Deborah.Sarah.DatasetPartitioner

Deborah.Sarah.DatasetPartitioner.DatasetPartitionInfoType
struct DatasetPartitionInfo

Holds full information about how configurations are partitioned into labeled, training, bias-correction, and unlabeled subsets.

Fields

  • M_tot::Int : Total number of data rows (N_cnf $\times$ N_src).

  • N_cnf::Int : Number of configurations.

  • N_src::Int : Number of source vectors per configuration ($1$ if not applicable).

  • N_lb::Int : Number of labeled set.

  • N_tr::Int : Number of training set.

  • N_lb_src::Int : Number of total labeled set (N_lb $\times$ N_src).

  • N_tr_src::Int : Number of total training set (N_tr $\times$ N_src).

  • N_bc::Int : Number of bias-correction set (N_lb - N_tr).

  • N_bc_persrc::Int : Number of bias correction set per source.

  • N_ul::Int : Number of unlabeled set (N_cnf - N_lb).

  • N_ul_persrc::Int : Number of unlabeled set per source (same as above).

  • lb_idx::Vector{Int} : Indices used for labeled set (length N_lb).

  • tr_idx::Vector{Int} : Subset of lb_idx used for training.

  • bc_idx::Vector{Int} : Complement of tr_idx within lb_idx.

  • ul_idx::Vector{Int} : Complement of lb_idx within all configurations.

source
Deborah.Sarah.DatasetPartitioner.find_equivalent_shiftMethod
find_equivalent_shift(
    lb_idx::Vector{Int},
    N_cnf::Int,
    N_lb::Int,
    shift_given::Int
) -> Union{Int, Nothing}

Given a set of labeled indices, determine what shift amount would generate the same set via modular sampling logic.

Arguments

  • lb_idx::Vector{Int} : Reference labeled indices.
  • N_cnf::Int : Total number of configurations.
  • N_lb::Int : Number of labeled configs.
  • shift_given::Int : Initial shift amount to test first.

Returns

  • Int if a matching shift is found, otherwise nothing.
source
Deborah.Sarah.DatasetPartitioner.gen_set_idxFunction
gen_set_idx(
    N_cnf::Int, 
    N_lb::Int, 
    N_tr::Int, 
    N_bc::Int, 
    N_ul::Int,
    IDX_shift::Int, 
    jobid::Union{Nothing, String}=nothing
) -> Tuple{Vector{Int}, Vector{Int}, Vector{Int}, Vector{Int}}

Generates index vectors for labeled (lb), training (tr), bias-correction (bc), and unlabeled (ul) configurations in a deterministic but shiftable way.

Arguments

  • N_cnf::Int : Total number of configurations.
  • N_lb::Int : Number of labeled set.
  • N_tr::Int : Number of training set (subset of labeled).
  • N_bc::Int : Number of bias correction set.
  • N_ul::Int : Number of unlabeled set.
  • IDX_shift::Int : Configuration shift amount.
  • jobid : Optional job logging tag.

Returns

  • Tuple of (lb_idx, tr_idx, bc_idx, ul_idx) as vectors of Int.
source

- [Material supplied]:

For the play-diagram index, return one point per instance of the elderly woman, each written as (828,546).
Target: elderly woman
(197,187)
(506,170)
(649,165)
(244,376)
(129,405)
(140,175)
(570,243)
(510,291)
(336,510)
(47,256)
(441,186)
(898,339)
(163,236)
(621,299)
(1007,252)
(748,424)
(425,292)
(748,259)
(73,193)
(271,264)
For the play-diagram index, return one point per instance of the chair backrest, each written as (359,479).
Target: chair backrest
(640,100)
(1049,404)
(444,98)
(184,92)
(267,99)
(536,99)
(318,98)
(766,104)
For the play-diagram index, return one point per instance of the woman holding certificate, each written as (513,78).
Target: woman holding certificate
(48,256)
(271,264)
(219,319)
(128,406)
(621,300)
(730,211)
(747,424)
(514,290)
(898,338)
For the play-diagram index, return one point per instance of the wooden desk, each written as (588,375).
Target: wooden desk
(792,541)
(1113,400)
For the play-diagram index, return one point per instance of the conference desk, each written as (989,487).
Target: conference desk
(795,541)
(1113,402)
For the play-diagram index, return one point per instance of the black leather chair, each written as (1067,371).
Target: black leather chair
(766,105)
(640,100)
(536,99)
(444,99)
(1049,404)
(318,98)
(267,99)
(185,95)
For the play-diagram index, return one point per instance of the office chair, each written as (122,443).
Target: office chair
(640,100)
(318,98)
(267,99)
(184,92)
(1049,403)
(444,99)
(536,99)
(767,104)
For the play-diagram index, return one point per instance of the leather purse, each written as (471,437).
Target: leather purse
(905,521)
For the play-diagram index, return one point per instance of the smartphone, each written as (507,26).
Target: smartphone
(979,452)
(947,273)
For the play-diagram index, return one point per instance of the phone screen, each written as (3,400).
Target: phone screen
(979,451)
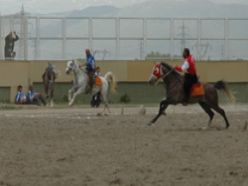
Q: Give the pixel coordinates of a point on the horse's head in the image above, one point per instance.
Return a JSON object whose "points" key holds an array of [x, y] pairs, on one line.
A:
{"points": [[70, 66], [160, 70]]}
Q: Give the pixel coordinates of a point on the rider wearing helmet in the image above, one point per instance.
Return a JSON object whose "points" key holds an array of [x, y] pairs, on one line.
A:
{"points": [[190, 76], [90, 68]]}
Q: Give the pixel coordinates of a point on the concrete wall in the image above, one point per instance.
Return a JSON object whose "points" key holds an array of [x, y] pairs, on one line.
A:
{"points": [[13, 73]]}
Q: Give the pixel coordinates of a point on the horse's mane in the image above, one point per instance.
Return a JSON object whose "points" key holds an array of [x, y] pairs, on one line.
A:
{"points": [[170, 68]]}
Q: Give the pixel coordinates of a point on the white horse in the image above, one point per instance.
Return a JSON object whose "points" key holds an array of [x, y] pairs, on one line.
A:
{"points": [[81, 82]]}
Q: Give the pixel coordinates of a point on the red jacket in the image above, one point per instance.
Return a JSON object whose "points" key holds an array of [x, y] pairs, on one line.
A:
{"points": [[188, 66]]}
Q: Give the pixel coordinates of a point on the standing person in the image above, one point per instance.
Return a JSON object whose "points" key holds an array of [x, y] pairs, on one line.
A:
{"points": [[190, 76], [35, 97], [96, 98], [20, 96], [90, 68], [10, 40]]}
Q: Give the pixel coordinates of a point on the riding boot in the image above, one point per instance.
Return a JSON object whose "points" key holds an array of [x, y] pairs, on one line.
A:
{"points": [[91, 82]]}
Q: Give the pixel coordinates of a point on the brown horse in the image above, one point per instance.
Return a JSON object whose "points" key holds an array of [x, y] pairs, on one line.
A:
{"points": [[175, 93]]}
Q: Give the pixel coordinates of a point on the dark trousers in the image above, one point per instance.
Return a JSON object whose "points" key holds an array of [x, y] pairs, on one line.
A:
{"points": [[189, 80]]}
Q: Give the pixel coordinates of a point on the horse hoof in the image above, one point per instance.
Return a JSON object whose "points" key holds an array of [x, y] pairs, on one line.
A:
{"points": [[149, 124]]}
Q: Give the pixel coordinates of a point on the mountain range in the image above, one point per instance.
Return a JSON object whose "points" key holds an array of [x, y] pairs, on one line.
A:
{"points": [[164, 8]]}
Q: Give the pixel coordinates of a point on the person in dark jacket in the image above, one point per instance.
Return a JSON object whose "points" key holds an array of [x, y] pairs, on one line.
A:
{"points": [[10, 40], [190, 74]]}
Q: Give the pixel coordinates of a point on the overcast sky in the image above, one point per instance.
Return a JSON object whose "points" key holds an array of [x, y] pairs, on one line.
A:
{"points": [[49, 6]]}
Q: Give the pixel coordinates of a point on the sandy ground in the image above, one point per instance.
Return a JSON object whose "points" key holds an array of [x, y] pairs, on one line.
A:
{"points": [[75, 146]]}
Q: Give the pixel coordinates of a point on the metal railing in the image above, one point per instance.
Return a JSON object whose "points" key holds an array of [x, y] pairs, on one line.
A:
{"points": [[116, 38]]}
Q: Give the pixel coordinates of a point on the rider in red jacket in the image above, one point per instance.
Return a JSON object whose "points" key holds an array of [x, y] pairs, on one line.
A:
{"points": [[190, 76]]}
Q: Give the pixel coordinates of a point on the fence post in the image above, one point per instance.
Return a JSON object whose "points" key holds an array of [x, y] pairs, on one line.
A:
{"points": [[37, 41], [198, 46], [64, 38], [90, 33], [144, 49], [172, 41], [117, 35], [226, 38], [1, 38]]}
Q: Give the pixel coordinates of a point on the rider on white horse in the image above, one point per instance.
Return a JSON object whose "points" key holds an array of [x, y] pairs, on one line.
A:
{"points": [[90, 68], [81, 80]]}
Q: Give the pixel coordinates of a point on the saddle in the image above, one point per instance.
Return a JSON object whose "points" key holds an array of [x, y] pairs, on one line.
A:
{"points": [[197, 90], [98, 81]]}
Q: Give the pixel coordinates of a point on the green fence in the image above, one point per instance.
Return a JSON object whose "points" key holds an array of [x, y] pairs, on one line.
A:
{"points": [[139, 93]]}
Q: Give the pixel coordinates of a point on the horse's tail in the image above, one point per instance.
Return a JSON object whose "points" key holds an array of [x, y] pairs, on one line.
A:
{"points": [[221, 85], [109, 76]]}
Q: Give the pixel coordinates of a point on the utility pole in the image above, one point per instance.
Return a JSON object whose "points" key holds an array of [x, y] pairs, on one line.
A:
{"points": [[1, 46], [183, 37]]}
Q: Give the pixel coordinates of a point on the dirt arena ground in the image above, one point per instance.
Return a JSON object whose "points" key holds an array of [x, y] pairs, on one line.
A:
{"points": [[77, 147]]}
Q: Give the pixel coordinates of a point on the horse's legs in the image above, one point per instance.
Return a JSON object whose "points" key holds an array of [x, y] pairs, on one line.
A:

- [Given exercise]: List every field of the DatasetPartitionInfo struct in the dataset partitioner documentation above whose type is Vector{Int}.

- [Answer below]: lb_idx, tr_idx, bc_idx, ul_idx